Stored entries

┌──

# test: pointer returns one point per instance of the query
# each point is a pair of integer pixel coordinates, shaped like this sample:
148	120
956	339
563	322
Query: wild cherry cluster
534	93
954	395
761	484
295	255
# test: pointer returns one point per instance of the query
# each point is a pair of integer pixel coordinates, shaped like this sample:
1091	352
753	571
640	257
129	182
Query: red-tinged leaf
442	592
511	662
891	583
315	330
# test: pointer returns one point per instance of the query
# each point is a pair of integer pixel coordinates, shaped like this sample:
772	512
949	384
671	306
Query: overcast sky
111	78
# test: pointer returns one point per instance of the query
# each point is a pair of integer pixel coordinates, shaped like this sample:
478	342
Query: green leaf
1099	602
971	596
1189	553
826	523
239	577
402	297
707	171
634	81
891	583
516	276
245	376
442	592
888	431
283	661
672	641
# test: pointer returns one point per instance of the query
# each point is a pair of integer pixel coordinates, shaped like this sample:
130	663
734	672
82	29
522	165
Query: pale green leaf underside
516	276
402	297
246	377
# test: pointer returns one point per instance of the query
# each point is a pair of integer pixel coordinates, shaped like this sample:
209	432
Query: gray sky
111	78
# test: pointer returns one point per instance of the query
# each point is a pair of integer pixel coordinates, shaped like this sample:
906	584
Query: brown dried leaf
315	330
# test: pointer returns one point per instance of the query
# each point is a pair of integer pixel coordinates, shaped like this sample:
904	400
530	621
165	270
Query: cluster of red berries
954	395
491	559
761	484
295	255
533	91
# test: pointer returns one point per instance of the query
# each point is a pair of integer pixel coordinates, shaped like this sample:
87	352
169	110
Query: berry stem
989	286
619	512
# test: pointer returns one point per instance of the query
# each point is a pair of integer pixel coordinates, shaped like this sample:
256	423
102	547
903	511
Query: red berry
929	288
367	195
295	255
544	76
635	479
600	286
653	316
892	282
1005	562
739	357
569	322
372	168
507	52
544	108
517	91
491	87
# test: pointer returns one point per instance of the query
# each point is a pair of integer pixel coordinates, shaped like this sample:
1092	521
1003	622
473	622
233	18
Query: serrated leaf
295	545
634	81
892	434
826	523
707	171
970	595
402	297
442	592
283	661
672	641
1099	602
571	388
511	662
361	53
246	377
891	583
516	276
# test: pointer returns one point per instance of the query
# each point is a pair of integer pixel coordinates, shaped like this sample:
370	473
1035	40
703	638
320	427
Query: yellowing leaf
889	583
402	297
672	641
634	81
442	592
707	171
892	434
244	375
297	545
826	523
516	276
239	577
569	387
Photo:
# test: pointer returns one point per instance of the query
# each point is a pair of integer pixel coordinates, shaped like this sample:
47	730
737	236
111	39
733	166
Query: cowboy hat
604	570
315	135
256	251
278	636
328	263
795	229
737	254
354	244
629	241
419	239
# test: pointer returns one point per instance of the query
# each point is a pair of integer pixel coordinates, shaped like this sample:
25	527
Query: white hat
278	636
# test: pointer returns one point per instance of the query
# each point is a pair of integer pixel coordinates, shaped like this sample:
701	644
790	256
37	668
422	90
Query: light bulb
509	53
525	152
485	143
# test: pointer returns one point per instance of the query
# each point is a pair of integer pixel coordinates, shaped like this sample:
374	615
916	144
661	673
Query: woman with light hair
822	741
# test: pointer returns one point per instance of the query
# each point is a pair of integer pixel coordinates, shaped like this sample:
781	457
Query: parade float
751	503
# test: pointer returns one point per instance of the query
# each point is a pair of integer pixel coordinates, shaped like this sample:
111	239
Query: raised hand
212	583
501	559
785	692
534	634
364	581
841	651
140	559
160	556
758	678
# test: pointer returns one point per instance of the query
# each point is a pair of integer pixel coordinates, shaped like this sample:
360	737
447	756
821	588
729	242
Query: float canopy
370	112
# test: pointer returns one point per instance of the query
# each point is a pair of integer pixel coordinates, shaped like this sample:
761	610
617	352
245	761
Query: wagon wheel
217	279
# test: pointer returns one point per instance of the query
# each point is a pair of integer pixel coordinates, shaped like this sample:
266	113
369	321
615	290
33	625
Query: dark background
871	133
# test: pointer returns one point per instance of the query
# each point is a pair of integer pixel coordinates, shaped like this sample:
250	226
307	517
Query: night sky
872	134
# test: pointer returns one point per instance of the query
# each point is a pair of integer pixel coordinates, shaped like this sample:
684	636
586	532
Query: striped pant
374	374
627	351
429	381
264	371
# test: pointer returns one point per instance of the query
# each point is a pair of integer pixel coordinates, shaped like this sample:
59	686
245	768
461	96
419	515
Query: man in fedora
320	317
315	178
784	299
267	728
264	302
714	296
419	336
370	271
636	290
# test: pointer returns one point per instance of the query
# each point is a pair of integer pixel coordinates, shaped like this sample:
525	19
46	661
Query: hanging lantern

└──

TASK OBJECTIVE:
Recopy the entries above exactly, with every line included.

RESPONSE TO THIS EXERCISE:
# test: pointer returns one point per instance of the query
# each point is a pair of integer pixel coordinates, shaped like this sample:
148	120
956	339
563	322
Query: wild cherry cluster
534	93
954	395
761	484
295	255
# test: pointer returns one point per instance of the query
# each point is a pair of integer pixel coordinates, shaped like this sample:
1091	352
753	571
640	257
129	182
Query: red-tinged leaf
442	592
511	662
891	583
315	330
# test: pointer returns one point per instance of the query
# each point is a pair of integer pixel coordinates, shaped like this sample:
772	512
949	384
671	306
Query: overcast sky
111	78
# test: pointer returns one point per instance of the query
# each point is a pair of integer pixel coordinates, shaped like this sample:
478	342
Query: green leaf
1099	602
971	596
1189	553
826	523
239	577
402	297
707	171
634	81
891	583
516	276
245	376
442	592
888	431
283	661
672	641
# test: pointer returns one point per instance of the query
# each point is a pair of integer pixel coordinates, shaped like this sample:
130	663
734	672
82	29
522	165
Query: pale green leaf underside
516	276
402	297
246	377
# test: pointer returns one point per instance of the query
# each point is a pair of integer pixel coordinates, shaped like this sample:
209	432
Query: gray sky
111	78
# test: pointer returns one point per instance of the query
# each point is a pair of integer pixel coordinates, shaped like this sample:
906	584
Query: brown dried leaf
315	330
# test: pointer returns one point per instance of the query
# each point is a pair of integer pixel coordinates, shaped like this sample:
904	400
530	621
165	270
Query: cluster of red berries
954	395
491	559
761	484
295	255
533	91
# test: pointer returns one point per instance of the query
# each point is a pair of integer pixel coordinates, shaped like this sample:
87	352
169	110
Query: berry stem
989	286
619	512
# test: pointer returns one point per instance of the query
# each point is a pair of integer pixel coordinates, shaped like this sample:
256	423
102	547
903	511
Query: red berry
929	288
367	195
295	255
544	76
635	479
600	286
653	316
892	282
1005	562
739	357
569	322
372	168
507	52
544	108
517	91
491	87
# test: pointer returns one point per instance of the query
# each point is a pair of integer pixel coordinates, shaped like this sample:
1092	521
1003	622
473	622
233	18
Query: serrated leaf
295	545
634	81
892	434
826	523
707	171
970	595
402	297
442	592
283	661
672	641
1099	602
571	388
511	662
361	53
246	377
891	583
516	276
# test: pointer returns one point per instance of the query
# each point is a pair of integer pixel coordinates, shaped like this sample:
370	473
1035	40
703	638
320	427
Query: yellowing leaf
889	583
402	297
672	641
634	81
442	592
707	171
892	434
244	375
297	545
826	523
516	276
239	577
569	387
Photo:
# test: pointer returns one point per instance of the query
# each point is a pair of integer pixel coordinates, shaped like this sample:
47	730
737	236
111	39
733	166
Query: cowboy hat
604	570
315	135
256	251
278	636
328	263
795	229
737	254
354	244
629	241
419	239
# test: pointer returns one point per instance of the query
# each point is a pair of integer pixel coordinates, shaped like this sample:
25	527
Query: white hat
278	636
# test: pointer returns one point per instance of the query
# each point is a pair of integer pixel coordinates, shaped like this sample:
701	644
790	256
37	668
422	90
Query: light bulb
509	53
525	152
485	143
# test: pointer returns one point per instance of the query
# each point is a pair of integer pixel coordinates, shaped like this sample:
374	615
916	144
661	673
Query: woman with light hair
822	741
# test: pointer returns one point per instance of the query
# each point is a pair of integer pixel coordinates, shaped like this sample:
781	457
Query: parade float
751	503
# test: pointer returns one point per instance of the query
# each point is a pair of integer pixel coordinates, shaped like this sample:
111	239
Query: raised hand
212	583
501	559
785	692
534	634
364	581
841	651
140	559
160	556
758	678
# test: pointer returns one point per instance of the query
# each point is a pair of integer pixel coordinates, shaped like this sample:
360	737
447	756
821	588
729	242
Query: float canopy
370	112
# test: pointer returns one point per instance of the query
# each point is a pair of integer pixel coordinates, shaped like this sample:
761	610
617	352
245	761
Query: wagon wheel
217	279
# test: pointer returns one point per instance of the query
# each point is a pair of integer pixel coordinates, shaped like this sample:
266	113
369	321
615	290
33	625
Query: dark background
871	133
# test: pointer returns one point per instance of the query
# each point is a pair of integer pixel coordinates, shaped like this sample:
250	226
307	517
Query: night sky
872	134
# test: pointer returns one point per instance of the query
# each point is a pair of integer pixel coordinates, shaped like this sample:
684	636
586	532
Query: striped pant
374	374
627	351
429	381
264	371
# test: pointer returns one point per instance of the query
# each point is a pair of integer pixel coordinates, shaped like this sample:
59	686
245	768
461	96
419	515
Query: man in fedora
320	317
315	178
784	299
267	728
264	302
714	296
419	336
370	271
636	290
# test: pointer returns one point per instance of the query
# each point is a pair of integer pixel coordinates, shaped like this sample:
525	19
46	661
Query: hanging lantern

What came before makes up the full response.